Update the entries below, starting with the line that contains "of the overcast" and going on through the last entry: put "spectator stands" wherever "grandstand structure" appears, and keep everything else the same. Leave the pictures out of your answer.

• • •

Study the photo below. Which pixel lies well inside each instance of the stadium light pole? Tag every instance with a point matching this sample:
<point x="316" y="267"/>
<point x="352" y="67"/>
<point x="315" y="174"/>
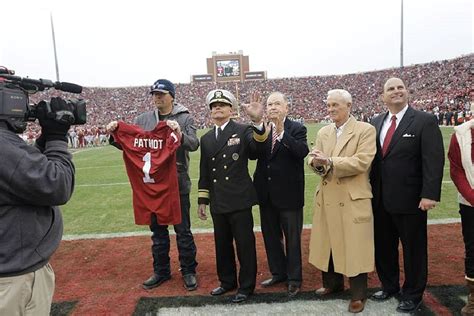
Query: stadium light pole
<point x="401" y="35"/>
<point x="54" y="47"/>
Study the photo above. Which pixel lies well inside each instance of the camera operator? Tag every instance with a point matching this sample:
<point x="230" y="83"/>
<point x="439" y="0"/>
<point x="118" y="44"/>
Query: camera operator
<point x="33" y="181"/>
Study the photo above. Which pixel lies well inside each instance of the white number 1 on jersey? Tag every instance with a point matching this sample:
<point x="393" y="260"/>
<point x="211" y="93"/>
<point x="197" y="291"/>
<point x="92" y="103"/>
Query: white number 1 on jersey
<point x="146" y="169"/>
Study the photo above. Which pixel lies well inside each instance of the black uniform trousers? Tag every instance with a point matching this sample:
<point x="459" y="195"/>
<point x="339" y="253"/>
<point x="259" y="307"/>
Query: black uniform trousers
<point x="283" y="255"/>
<point x="467" y="221"/>
<point x="184" y="239"/>
<point x="335" y="281"/>
<point x="411" y="230"/>
<point x="236" y="226"/>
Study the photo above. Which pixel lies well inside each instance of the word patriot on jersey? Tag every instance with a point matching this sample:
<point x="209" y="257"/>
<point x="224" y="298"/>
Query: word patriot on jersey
<point x="148" y="143"/>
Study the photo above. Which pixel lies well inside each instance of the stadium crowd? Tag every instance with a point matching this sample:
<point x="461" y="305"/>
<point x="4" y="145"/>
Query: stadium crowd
<point x="440" y="87"/>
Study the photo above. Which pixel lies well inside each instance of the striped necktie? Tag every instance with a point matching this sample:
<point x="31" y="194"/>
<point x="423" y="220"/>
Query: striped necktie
<point x="389" y="135"/>
<point x="274" y="138"/>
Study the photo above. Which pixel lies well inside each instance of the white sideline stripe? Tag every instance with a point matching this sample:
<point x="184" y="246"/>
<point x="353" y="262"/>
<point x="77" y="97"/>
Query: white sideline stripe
<point x="78" y="151"/>
<point x="293" y="307"/>
<point x="210" y="230"/>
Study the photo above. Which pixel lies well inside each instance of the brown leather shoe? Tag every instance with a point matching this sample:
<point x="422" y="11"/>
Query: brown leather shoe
<point x="357" y="306"/>
<point x="325" y="291"/>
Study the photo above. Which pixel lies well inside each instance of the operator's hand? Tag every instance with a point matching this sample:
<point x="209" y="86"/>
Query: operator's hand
<point x="112" y="126"/>
<point x="202" y="211"/>
<point x="51" y="127"/>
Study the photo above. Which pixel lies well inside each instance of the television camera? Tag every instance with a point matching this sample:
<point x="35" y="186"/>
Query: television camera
<point x="16" y="110"/>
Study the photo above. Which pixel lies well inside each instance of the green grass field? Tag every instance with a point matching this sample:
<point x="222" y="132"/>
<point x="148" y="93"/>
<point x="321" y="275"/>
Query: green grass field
<point x="101" y="202"/>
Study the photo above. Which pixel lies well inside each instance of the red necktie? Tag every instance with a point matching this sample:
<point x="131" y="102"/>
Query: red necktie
<point x="388" y="137"/>
<point x="274" y="138"/>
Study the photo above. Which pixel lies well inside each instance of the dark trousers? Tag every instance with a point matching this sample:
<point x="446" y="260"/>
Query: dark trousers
<point x="411" y="230"/>
<point x="335" y="281"/>
<point x="283" y="255"/>
<point x="467" y="222"/>
<point x="236" y="226"/>
<point x="184" y="239"/>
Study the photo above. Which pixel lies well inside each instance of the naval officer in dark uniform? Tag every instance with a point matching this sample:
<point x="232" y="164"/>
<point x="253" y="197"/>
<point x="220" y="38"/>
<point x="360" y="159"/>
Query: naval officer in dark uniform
<point x="225" y="184"/>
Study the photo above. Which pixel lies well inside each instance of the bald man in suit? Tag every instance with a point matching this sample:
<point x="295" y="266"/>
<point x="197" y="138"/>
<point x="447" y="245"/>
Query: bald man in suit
<point x="406" y="181"/>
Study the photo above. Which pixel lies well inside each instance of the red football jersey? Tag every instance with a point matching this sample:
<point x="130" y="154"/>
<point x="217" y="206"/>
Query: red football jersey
<point x="150" y="160"/>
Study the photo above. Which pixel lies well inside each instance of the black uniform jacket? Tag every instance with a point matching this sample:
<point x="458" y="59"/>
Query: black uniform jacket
<point x="224" y="180"/>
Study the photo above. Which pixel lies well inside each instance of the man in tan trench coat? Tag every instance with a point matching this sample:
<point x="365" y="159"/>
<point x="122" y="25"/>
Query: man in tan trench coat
<point x="342" y="237"/>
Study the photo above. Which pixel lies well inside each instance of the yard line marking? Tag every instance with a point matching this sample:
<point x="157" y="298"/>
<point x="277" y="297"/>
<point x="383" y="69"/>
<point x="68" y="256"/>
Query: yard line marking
<point x="123" y="183"/>
<point x="210" y="230"/>
<point x="101" y="184"/>
<point x="99" y="167"/>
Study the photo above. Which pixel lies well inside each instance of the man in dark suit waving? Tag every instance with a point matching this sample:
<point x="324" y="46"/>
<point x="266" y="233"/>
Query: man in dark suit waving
<point x="406" y="181"/>
<point x="279" y="181"/>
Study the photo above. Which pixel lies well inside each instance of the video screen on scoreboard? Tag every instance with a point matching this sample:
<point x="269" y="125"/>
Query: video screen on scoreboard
<point x="228" y="68"/>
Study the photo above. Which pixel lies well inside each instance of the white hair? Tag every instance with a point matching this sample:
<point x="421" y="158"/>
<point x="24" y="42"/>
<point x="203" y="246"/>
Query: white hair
<point x="341" y="92"/>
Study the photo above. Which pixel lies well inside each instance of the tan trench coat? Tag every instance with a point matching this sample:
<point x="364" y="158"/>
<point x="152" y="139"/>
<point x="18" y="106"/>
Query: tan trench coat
<point x="343" y="221"/>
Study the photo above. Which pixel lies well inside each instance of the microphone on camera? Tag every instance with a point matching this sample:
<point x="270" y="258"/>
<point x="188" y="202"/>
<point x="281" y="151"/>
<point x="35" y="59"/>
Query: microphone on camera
<point x="68" y="87"/>
<point x="42" y="84"/>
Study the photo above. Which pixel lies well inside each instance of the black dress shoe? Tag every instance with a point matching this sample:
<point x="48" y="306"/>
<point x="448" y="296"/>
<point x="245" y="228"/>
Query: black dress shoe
<point x="382" y="295"/>
<point x="219" y="291"/>
<point x="408" y="306"/>
<point x="272" y="281"/>
<point x="239" y="298"/>
<point x="190" y="282"/>
<point x="293" y="290"/>
<point x="155" y="281"/>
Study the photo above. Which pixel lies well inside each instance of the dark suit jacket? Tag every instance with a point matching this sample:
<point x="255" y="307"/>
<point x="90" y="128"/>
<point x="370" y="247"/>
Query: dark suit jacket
<point x="224" y="179"/>
<point x="279" y="176"/>
<point x="413" y="166"/>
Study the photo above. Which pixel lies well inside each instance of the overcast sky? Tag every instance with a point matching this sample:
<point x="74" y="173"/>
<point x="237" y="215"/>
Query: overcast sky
<point x="135" y="42"/>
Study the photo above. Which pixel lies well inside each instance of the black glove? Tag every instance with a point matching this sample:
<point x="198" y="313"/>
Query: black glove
<point x="56" y="120"/>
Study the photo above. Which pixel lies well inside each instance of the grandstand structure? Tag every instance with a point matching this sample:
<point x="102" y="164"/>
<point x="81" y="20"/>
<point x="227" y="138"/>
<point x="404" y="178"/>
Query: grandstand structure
<point x="440" y="86"/>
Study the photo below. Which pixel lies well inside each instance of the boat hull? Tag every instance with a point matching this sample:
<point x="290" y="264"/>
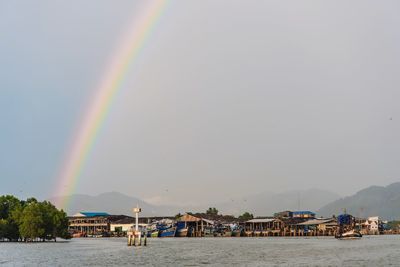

• • •

Answer to the exercise ::
Study the photo above. Which pixel lies well inside each instance of the overcast sky? Tag every instance with a point matching this sample:
<point x="74" y="173"/>
<point x="237" y="215"/>
Query: overcast sky
<point x="135" y="42"/>
Study the photo above. Which pixel lies well inside each instance of the black glove? Tag every instance with a point matching this sample:
<point x="198" y="313"/>
Query: black glove
<point x="56" y="120"/>
Study the photo above. Which pixel lies well inside each instance of the spectator stands? Tag every instance with a point matching this sample:
<point x="102" y="164"/>
<point x="81" y="20"/>
<point x="227" y="138"/>
<point x="404" y="178"/>
Query: spectator stands
<point x="440" y="86"/>
Study the photo below. Which pixel lies well inside each instance of the boat hull? Tag every instance with a point matching this sample:
<point x="290" y="264"/>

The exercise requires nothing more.